TASK PROMPT -
In the material below, take everything from the line containing "of the evergreen" down to the end and write it out again, swapping "innermost" for "central" and leaving all else unchanged.

TASK MATERIAL -

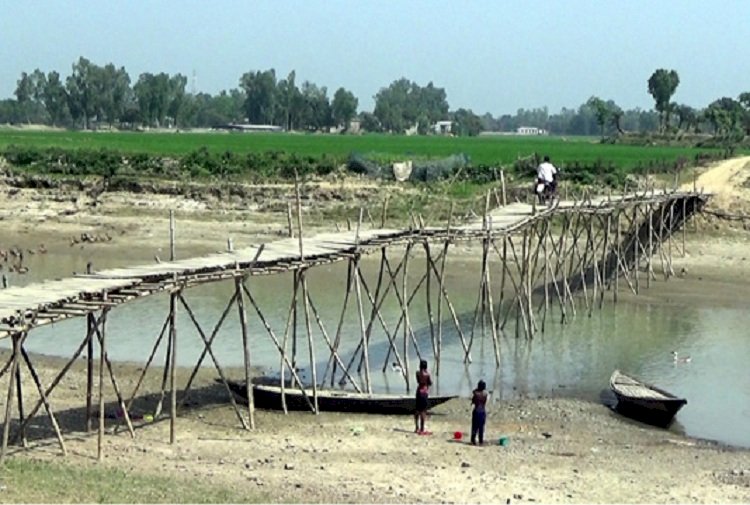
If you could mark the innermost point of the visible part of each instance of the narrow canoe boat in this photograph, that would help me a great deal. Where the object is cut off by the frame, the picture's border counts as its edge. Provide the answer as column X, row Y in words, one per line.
column 269, row 397
column 643, row 401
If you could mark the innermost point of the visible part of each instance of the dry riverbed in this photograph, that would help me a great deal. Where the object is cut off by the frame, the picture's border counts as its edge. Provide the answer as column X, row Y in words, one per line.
column 561, row 450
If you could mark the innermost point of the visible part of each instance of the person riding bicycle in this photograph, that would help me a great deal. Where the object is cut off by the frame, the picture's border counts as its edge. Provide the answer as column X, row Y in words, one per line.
column 546, row 180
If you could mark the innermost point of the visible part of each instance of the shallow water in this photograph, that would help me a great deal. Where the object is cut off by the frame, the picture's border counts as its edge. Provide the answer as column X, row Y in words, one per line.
column 575, row 359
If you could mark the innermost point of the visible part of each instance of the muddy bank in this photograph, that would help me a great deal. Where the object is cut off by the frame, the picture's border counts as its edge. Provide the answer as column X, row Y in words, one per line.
column 560, row 450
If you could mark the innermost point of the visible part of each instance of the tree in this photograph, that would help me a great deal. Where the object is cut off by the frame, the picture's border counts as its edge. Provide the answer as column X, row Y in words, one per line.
column 24, row 92
column 112, row 93
column 686, row 116
column 261, row 99
column 744, row 100
column 290, row 103
column 152, row 93
column 56, row 99
column 80, row 91
column 176, row 97
column 316, row 110
column 405, row 104
column 661, row 86
column 466, row 123
column 601, row 111
column 726, row 116
column 344, row 107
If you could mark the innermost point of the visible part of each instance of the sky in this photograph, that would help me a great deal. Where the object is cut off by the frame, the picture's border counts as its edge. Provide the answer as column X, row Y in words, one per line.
column 489, row 56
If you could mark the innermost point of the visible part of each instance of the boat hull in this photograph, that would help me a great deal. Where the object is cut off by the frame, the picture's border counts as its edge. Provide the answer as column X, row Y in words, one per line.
column 659, row 413
column 653, row 406
column 269, row 397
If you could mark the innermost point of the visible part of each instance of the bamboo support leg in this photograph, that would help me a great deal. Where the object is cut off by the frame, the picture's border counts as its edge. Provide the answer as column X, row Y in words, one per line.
column 246, row 350
column 44, row 399
column 9, row 398
column 60, row 375
column 275, row 341
column 310, row 345
column 100, row 432
column 207, row 343
column 90, row 321
column 173, row 367
column 148, row 363
column 19, row 398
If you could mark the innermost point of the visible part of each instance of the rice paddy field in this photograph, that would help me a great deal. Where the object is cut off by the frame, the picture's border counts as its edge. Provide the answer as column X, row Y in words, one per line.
column 485, row 150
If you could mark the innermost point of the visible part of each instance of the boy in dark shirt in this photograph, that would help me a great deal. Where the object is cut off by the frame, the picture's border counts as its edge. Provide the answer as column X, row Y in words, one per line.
column 424, row 381
column 478, row 414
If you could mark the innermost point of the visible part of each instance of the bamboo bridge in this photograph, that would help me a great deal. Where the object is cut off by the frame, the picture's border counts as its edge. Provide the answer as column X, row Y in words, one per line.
column 556, row 260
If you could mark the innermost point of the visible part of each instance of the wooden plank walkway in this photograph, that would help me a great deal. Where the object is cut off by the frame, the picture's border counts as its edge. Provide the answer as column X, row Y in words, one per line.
column 25, row 307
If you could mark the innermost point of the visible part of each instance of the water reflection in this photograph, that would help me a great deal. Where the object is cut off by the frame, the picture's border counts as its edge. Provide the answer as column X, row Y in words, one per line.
column 575, row 359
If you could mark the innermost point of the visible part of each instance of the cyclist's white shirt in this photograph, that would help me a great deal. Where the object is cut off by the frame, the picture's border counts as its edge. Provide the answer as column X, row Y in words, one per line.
column 546, row 171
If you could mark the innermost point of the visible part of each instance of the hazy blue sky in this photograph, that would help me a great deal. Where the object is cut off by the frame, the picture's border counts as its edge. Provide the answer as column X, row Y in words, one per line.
column 490, row 56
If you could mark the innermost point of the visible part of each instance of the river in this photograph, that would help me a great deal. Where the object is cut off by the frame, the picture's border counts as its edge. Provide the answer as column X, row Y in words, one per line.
column 574, row 359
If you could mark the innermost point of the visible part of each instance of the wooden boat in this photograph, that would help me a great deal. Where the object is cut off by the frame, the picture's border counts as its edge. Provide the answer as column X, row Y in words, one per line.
column 266, row 396
column 643, row 401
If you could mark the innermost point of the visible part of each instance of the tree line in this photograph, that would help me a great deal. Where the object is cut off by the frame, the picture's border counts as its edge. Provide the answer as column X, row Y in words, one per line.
column 94, row 96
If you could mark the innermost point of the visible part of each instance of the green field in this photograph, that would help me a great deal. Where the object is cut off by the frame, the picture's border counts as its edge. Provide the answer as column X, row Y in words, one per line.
column 27, row 481
column 490, row 150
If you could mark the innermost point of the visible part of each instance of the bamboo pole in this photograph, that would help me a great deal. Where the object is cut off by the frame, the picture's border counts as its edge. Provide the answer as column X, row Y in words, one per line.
column 305, row 302
column 90, row 320
column 173, row 365
column 172, row 254
column 207, row 344
column 246, row 351
column 405, row 312
column 100, row 433
column 125, row 414
column 19, row 399
column 9, row 399
column 502, row 184
column 58, row 377
column 334, row 353
column 428, row 296
column 337, row 337
column 290, row 317
column 148, row 363
column 310, row 345
column 207, row 348
column 45, row 401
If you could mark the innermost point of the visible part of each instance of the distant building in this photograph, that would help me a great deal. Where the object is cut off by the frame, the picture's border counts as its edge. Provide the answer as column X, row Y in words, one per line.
column 530, row 130
column 443, row 127
column 250, row 127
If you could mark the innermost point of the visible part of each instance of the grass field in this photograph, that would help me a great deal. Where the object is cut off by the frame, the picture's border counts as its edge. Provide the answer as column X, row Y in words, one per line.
column 25, row 481
column 489, row 150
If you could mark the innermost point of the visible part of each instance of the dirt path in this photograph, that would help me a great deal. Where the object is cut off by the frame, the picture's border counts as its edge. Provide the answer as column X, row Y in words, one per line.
column 561, row 450
column 727, row 182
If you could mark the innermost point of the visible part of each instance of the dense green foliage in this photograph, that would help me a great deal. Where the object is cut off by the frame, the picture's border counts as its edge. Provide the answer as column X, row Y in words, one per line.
column 97, row 97
column 263, row 156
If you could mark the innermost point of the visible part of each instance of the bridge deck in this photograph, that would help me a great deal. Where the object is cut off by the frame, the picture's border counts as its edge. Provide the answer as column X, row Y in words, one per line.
column 52, row 300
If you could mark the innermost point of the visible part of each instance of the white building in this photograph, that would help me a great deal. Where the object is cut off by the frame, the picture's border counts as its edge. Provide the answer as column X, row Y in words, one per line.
column 443, row 127
column 530, row 130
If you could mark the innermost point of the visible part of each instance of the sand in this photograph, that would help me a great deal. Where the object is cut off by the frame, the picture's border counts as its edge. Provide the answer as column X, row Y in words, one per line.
column 560, row 451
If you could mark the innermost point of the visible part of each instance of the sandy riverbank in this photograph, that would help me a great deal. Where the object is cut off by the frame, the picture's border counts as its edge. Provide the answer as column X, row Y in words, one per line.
column 561, row 450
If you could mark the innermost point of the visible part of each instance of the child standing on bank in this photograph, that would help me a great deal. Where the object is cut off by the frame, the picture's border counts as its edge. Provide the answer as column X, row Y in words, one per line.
column 479, row 413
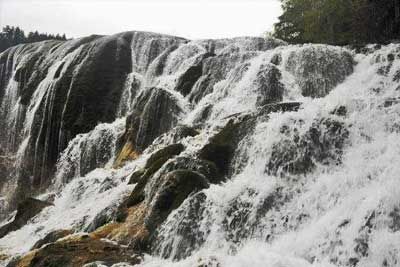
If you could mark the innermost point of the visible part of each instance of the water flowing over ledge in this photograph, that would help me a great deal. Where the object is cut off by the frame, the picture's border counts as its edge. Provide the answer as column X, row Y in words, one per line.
column 233, row 152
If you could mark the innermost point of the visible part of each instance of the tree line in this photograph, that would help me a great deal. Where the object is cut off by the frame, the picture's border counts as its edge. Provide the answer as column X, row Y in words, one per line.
column 11, row 36
column 339, row 22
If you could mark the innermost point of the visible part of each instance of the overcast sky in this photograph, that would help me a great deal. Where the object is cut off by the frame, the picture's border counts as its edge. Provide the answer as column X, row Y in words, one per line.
column 192, row 19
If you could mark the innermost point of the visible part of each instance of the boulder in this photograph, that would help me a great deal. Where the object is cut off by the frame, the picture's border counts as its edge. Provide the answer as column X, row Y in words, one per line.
column 160, row 114
column 155, row 162
column 221, row 147
column 76, row 251
column 26, row 210
column 206, row 168
column 322, row 143
column 319, row 68
column 175, row 188
column 52, row 237
column 269, row 84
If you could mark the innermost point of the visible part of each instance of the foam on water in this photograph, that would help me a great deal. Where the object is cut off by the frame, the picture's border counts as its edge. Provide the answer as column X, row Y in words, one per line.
column 322, row 218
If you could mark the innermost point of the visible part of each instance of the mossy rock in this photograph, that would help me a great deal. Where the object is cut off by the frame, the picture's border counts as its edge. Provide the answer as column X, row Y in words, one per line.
column 136, row 176
column 26, row 210
column 76, row 251
column 176, row 187
column 220, row 150
column 166, row 152
column 52, row 237
column 207, row 168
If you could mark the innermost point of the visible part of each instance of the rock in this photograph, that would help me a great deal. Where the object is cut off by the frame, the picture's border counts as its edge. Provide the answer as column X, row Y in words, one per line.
column 136, row 176
column 191, row 75
column 52, row 237
column 160, row 114
column 166, row 152
column 26, row 210
column 76, row 251
column 207, row 168
column 318, row 68
column 269, row 84
column 155, row 162
column 126, row 145
column 323, row 143
column 221, row 147
column 175, row 188
column 279, row 107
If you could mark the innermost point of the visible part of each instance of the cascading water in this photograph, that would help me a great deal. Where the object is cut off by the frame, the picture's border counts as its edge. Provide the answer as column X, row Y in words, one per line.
column 308, row 171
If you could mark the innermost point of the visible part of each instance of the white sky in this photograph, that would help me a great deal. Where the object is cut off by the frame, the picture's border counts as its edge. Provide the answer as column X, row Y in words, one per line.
column 193, row 19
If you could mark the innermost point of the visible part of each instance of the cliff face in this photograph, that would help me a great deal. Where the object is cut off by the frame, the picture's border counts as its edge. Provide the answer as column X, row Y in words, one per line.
column 209, row 152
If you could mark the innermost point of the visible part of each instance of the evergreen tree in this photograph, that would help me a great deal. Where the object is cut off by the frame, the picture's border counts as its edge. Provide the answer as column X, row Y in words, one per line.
column 338, row 21
column 11, row 36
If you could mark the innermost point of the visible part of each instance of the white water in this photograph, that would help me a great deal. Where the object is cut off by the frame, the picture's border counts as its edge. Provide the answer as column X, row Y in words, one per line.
column 325, row 213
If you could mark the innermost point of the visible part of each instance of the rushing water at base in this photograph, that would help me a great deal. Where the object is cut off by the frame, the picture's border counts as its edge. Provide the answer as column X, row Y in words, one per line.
column 342, row 210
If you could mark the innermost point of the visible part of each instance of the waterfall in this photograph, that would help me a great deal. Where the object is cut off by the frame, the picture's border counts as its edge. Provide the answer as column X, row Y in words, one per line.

EXERCISE RESULT -
If you could mark the central point of the visible part of each instance of the evergreen tree in this photograph, that would help me a great deal. Where the object is cut off by the frame, the picture's border counts as its edge. Provide the answer as column X, row Y in words, one per line.
column 338, row 21
column 11, row 36
If you could mark the central point of the visible part of each instance of the white water in this photograph, that would help me a great deal. Where the object is cut off by the frame, the picture's border counts as its edge. Provide the answer as column X, row Y in words, one per line.
column 325, row 213
If you could mark the central point of the visible part of each instance of the rushing water at base in this photograph, that would help me a great deal. Where the object is cut off by the frame, the picture's border counts as its edge. Provide the answer as column X, row Y in words, one per line.
column 342, row 210
If you could mark the central point of the visible part of each instance of the waterfall in this photograph, that would help me a great deal. Where the object is cut off by the frame, the picture's border counts as its edge. Provide the answer as column X, row Y in words, one per line.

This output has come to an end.